= Aim =
Word for word, quote all of the material, omitting the pictures.

= Data excerpts =

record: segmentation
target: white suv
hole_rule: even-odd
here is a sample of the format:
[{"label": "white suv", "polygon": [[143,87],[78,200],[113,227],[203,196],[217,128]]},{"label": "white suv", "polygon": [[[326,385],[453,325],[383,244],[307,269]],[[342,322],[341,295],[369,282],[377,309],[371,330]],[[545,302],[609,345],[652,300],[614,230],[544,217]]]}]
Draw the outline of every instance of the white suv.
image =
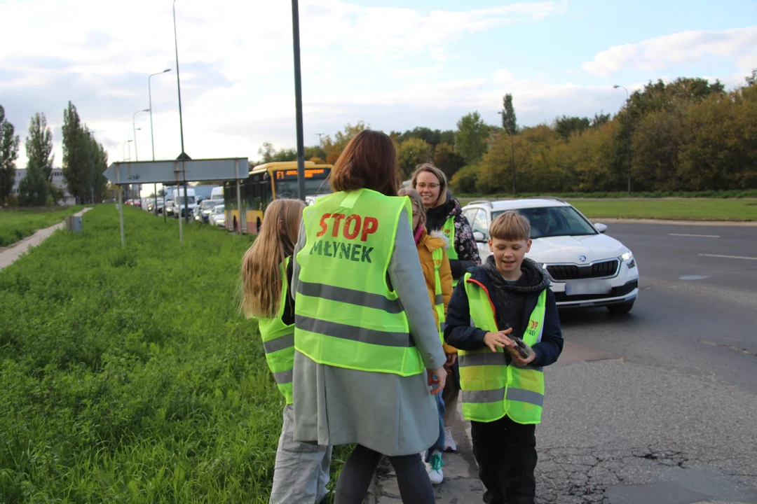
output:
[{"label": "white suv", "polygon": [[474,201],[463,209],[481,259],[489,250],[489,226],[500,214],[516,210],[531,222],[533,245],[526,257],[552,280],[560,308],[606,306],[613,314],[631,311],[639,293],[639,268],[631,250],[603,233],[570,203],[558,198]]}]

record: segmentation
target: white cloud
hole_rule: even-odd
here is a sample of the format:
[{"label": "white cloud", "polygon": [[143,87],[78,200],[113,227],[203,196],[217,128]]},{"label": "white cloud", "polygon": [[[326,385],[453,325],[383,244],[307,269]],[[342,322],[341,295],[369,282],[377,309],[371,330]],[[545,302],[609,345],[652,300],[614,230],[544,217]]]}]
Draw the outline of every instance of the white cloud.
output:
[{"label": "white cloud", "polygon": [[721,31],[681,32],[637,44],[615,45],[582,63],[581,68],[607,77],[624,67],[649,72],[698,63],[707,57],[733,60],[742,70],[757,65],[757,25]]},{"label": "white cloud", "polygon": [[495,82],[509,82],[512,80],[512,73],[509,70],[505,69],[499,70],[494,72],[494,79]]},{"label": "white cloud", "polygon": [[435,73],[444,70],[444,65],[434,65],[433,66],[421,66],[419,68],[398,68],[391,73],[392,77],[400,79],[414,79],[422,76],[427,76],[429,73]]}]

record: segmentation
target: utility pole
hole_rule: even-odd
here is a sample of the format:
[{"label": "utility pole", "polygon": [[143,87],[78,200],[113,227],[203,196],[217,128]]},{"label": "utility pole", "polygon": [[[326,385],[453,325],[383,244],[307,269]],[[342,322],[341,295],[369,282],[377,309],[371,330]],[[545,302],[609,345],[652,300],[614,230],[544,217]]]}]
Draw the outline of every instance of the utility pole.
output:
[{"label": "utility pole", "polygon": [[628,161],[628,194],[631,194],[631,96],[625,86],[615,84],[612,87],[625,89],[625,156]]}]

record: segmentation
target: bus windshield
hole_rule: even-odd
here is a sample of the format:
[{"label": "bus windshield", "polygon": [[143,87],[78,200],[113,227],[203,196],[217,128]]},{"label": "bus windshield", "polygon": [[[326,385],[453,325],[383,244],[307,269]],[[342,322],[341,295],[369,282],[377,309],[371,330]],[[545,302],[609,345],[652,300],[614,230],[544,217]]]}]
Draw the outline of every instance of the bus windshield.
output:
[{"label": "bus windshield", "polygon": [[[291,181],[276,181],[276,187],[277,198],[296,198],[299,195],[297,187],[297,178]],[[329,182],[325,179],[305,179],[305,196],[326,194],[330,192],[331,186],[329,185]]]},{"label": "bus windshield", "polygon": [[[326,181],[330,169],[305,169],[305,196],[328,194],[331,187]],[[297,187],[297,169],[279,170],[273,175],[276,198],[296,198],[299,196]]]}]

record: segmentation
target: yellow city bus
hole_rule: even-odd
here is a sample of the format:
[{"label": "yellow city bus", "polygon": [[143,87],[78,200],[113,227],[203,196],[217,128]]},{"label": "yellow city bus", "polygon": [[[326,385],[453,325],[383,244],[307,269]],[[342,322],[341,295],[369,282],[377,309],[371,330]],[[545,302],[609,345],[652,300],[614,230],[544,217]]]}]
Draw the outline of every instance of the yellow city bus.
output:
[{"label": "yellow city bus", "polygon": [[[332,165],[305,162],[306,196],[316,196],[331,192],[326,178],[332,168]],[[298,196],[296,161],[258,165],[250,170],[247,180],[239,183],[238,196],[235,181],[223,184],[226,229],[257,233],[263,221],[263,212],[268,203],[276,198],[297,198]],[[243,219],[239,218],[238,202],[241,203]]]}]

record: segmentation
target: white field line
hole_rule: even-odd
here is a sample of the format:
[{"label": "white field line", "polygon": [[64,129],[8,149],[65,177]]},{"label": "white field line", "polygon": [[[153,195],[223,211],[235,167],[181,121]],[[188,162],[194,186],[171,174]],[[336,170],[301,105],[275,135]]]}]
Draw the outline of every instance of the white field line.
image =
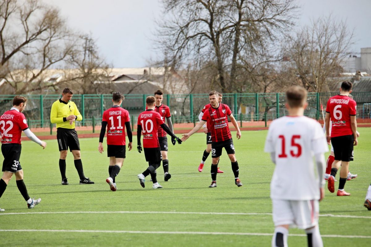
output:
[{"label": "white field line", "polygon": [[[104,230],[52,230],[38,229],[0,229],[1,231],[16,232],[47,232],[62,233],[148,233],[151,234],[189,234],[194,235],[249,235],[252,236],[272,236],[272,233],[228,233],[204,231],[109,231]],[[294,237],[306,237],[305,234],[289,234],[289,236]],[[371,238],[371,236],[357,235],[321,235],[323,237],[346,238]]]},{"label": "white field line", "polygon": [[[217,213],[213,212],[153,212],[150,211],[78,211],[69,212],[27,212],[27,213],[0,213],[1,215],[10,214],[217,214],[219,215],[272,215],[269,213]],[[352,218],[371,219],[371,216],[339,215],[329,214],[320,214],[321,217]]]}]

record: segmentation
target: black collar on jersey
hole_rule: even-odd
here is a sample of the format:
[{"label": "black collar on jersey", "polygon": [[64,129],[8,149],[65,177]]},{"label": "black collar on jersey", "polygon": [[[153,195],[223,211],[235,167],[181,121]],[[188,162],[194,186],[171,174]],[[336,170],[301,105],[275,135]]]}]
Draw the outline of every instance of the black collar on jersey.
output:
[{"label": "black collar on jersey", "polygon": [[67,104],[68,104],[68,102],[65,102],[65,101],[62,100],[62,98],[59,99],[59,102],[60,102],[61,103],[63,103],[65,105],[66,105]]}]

= Problem solution =
record: segmentation
target: white suv
hole_rule: even-odd
here is a sample of the format:
[{"label": "white suv", "polygon": [[143,87],[78,200],[113,227],[203,196],[217,128]]},{"label": "white suv", "polygon": [[[326,385],[453,325],[383,244],[307,269]],[[342,322],[341,295],[369,282],[377,309],[371,330]],[[545,302],[609,345],[652,300],[614,230],[544,217]]]}]
Draw the outline of every instance of the white suv.
image =
output:
[{"label": "white suv", "polygon": [[474,201],[463,209],[481,259],[489,250],[489,226],[500,214],[516,210],[531,222],[533,245],[526,257],[552,280],[560,308],[606,306],[613,314],[631,311],[639,293],[639,268],[631,250],[603,233],[570,203],[558,198]]}]

record: segmentation
target: white cloud
hole_rule: even-odd
here is a sample of the format:
[{"label": "white cloud", "polygon": [[143,87],[78,200],[113,227],[203,196],[217,128]]},{"label": "white cloud", "polygon": [[[326,385],[453,325],[383,244],[307,269]],[[342,322],[341,295],[369,282],[377,309],[371,330]],[[545,302],[609,345],[652,300],[614,230],[544,217]]]}]
Draw the outline of every instance of the white cloud.
output:
[{"label": "white cloud", "polygon": [[721,31],[681,32],[637,44],[615,45],[582,63],[581,68],[607,77],[624,67],[649,72],[698,63],[707,57],[733,60],[742,70],[757,65],[757,25]]},{"label": "white cloud", "polygon": [[495,82],[509,82],[512,80],[512,73],[509,70],[505,69],[499,70],[494,72],[494,79]]},{"label": "white cloud", "polygon": [[435,73],[444,70],[444,65],[434,65],[433,66],[421,66],[419,68],[398,68],[391,73],[392,77],[400,79],[414,79],[422,76],[427,76],[429,73]]}]

record: segmentation
target: utility pole
hole_rule: even-odd
here is a sample of the format:
[{"label": "utility pole", "polygon": [[143,87],[78,200],[113,227],[203,196],[217,128]]},{"label": "utility pole", "polygon": [[[326,385],[453,325],[383,244],[307,269]],[[342,322],[341,295],[369,282],[377,309],[371,330]],[[545,302],[609,345],[652,300],[614,230],[544,217]]]}]
Draw the outline of every instance of the utility pole.
output:
[{"label": "utility pole", "polygon": [[628,161],[628,194],[631,194],[631,96],[625,86],[615,84],[612,87],[625,89],[625,156]]}]

record: segmentation
target: bus windshield
hole_rule: even-odd
here is a sample of the format:
[{"label": "bus windshield", "polygon": [[143,87],[78,200],[113,227],[203,196],[217,128]]},{"label": "bus windshield", "polygon": [[[326,385],[453,325],[383,244],[307,269]],[[342,322],[341,295],[369,282],[377,309],[371,330]],[[545,302],[609,345],[652,300],[614,230],[544,217]]]}]
Draw the outline of every instance of the bus windshield.
output:
[{"label": "bus windshield", "polygon": [[[291,181],[276,181],[276,187],[277,198],[296,198],[299,195],[297,187],[297,178]],[[329,182],[325,179],[305,179],[305,196],[326,194],[330,192],[331,186],[329,185]]]},{"label": "bus windshield", "polygon": [[[326,181],[330,169],[305,169],[305,196],[328,194],[331,187]],[[297,187],[297,169],[279,170],[273,175],[276,198],[296,198],[299,196]]]}]

record: segmentation
target: yellow city bus
hole_rule: even-odd
here is a sample of the format:
[{"label": "yellow city bus", "polygon": [[143,87],[78,200],[113,227],[203,196],[217,128]]},{"label": "yellow city bus", "polygon": [[[326,385],[453,325],[383,244],[307,269]],[[342,322],[341,295],[369,282],[377,309],[371,330]],[[545,302],[609,345],[652,300],[614,230],[544,217]]]}]
Draw the outline of every instance of the yellow city bus.
output:
[{"label": "yellow city bus", "polygon": [[[332,165],[305,162],[306,196],[316,196],[331,192],[326,178],[332,168]],[[298,196],[296,161],[258,165],[250,170],[247,180],[239,183],[238,196],[235,181],[223,184],[226,229],[257,233],[263,221],[263,212],[268,203],[276,198],[297,198]],[[243,219],[239,218],[238,202],[241,203]]]}]

record: segmentation
target: white field line
hole_rule: even-odd
here is a sample of the format:
[{"label": "white field line", "polygon": [[64,129],[8,149],[65,177]]},{"label": "white field line", "polygon": [[[153,195],[223,211],[235,167],[181,121]],[[188,162],[194,186],[171,174]],[[336,170],[301,105],[275,135]]]}]
Draw the outline of every instance of the white field line.
image =
output:
[{"label": "white field line", "polygon": [[[104,230],[52,230],[38,229],[0,229],[1,231],[16,232],[47,232],[62,233],[148,233],[151,234],[189,234],[194,235],[249,235],[252,236],[272,236],[272,233],[228,233],[204,231],[109,231]],[[294,237],[306,237],[305,234],[289,234],[289,236]],[[371,238],[371,236],[357,235],[321,235],[323,237],[346,238]]]},{"label": "white field line", "polygon": [[[217,213],[213,212],[153,212],[150,211],[78,211],[69,212],[27,212],[27,213],[0,213],[1,215],[10,214],[217,214],[219,215],[272,215],[269,213]],[[352,218],[371,219],[371,216],[339,215],[329,214],[320,214],[321,217]]]}]

record: segmentation
target: black collar on jersey
hole_rule: even-odd
here is a sample of the format:
[{"label": "black collar on jersey", "polygon": [[64,129],[8,149],[65,177]]},{"label": "black collar on jersey", "polygon": [[[153,195],[223,211],[235,167],[181,121]],[[188,162],[194,186],[171,174]],[[336,170],[301,105],[275,135]]]}]
Draw the outline of every instance of the black collar on jersey.
output:
[{"label": "black collar on jersey", "polygon": [[67,104],[68,104],[68,102],[65,102],[65,101],[62,100],[62,98],[59,99],[59,102],[60,102],[61,103],[63,103],[65,105],[66,105]]}]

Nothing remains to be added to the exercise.